+++ MATERIAL PROVIDED
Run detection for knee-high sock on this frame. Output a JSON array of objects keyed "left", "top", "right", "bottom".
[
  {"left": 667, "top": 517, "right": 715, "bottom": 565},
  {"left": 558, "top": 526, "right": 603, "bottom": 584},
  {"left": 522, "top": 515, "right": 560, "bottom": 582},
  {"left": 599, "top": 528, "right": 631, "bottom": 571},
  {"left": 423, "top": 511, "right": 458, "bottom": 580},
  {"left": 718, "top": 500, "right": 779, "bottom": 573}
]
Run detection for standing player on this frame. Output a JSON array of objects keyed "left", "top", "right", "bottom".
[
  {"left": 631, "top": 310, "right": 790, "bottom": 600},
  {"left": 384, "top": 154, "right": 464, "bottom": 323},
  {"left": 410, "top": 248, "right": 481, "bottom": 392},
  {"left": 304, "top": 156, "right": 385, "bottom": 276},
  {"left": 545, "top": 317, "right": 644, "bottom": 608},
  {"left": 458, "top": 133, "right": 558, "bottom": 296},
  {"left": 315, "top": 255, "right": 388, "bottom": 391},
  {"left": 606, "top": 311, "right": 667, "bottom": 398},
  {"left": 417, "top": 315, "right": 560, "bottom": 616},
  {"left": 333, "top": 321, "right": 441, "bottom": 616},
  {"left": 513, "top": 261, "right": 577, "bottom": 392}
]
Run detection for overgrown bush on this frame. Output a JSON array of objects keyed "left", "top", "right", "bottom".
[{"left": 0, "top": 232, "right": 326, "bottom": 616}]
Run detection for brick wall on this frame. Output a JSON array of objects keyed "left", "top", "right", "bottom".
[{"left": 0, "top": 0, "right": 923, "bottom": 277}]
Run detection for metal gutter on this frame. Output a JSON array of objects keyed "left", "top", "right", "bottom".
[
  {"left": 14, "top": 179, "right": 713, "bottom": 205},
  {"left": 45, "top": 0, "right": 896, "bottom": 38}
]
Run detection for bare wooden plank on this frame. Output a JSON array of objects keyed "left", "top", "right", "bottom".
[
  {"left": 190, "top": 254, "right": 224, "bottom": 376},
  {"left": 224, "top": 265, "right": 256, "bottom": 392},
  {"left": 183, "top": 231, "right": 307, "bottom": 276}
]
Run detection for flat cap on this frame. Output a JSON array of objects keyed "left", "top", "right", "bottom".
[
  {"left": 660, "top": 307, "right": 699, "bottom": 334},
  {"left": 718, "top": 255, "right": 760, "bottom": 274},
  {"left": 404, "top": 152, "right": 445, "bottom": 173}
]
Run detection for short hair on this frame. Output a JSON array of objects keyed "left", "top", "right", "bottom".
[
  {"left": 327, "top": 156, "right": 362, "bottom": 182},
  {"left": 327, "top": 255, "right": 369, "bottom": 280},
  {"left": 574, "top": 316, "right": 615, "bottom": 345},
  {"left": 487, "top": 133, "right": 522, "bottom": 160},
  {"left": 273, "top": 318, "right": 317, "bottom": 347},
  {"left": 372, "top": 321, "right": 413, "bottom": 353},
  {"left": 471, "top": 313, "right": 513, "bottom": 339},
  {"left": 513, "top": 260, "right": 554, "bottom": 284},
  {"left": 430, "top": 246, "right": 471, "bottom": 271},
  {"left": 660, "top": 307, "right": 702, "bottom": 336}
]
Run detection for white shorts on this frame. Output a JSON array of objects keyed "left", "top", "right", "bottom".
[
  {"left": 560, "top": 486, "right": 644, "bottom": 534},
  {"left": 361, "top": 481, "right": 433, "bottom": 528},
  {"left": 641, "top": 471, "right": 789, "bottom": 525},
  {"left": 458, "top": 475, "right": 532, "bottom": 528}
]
++++++
*WORK INSTRUCTIONS:* Copy out the rows above word for word, from the line containing "Run detection for short" through the end of the rows, including both ends.

*OUTPUT FOR THIS TASK:*
Run detection for short hair on this frame. Output a JSON array of objects keyed "left", "top", "right", "bottom".
[
  {"left": 327, "top": 156, "right": 362, "bottom": 182},
  {"left": 327, "top": 255, "right": 369, "bottom": 280},
  {"left": 574, "top": 316, "right": 615, "bottom": 345},
  {"left": 487, "top": 133, "right": 522, "bottom": 160},
  {"left": 273, "top": 318, "right": 317, "bottom": 347},
  {"left": 372, "top": 321, "right": 413, "bottom": 353},
  {"left": 471, "top": 313, "right": 513, "bottom": 339},
  {"left": 513, "top": 260, "right": 554, "bottom": 284},
  {"left": 430, "top": 246, "right": 471, "bottom": 271},
  {"left": 660, "top": 307, "right": 702, "bottom": 336}
]
Run detection for white shorts on this frame. Output a JSON array of objects keyed "left", "top", "right", "bottom".
[
  {"left": 560, "top": 486, "right": 644, "bottom": 534},
  {"left": 361, "top": 481, "right": 433, "bottom": 528},
  {"left": 641, "top": 471, "right": 789, "bottom": 525},
  {"left": 458, "top": 475, "right": 532, "bottom": 528}
]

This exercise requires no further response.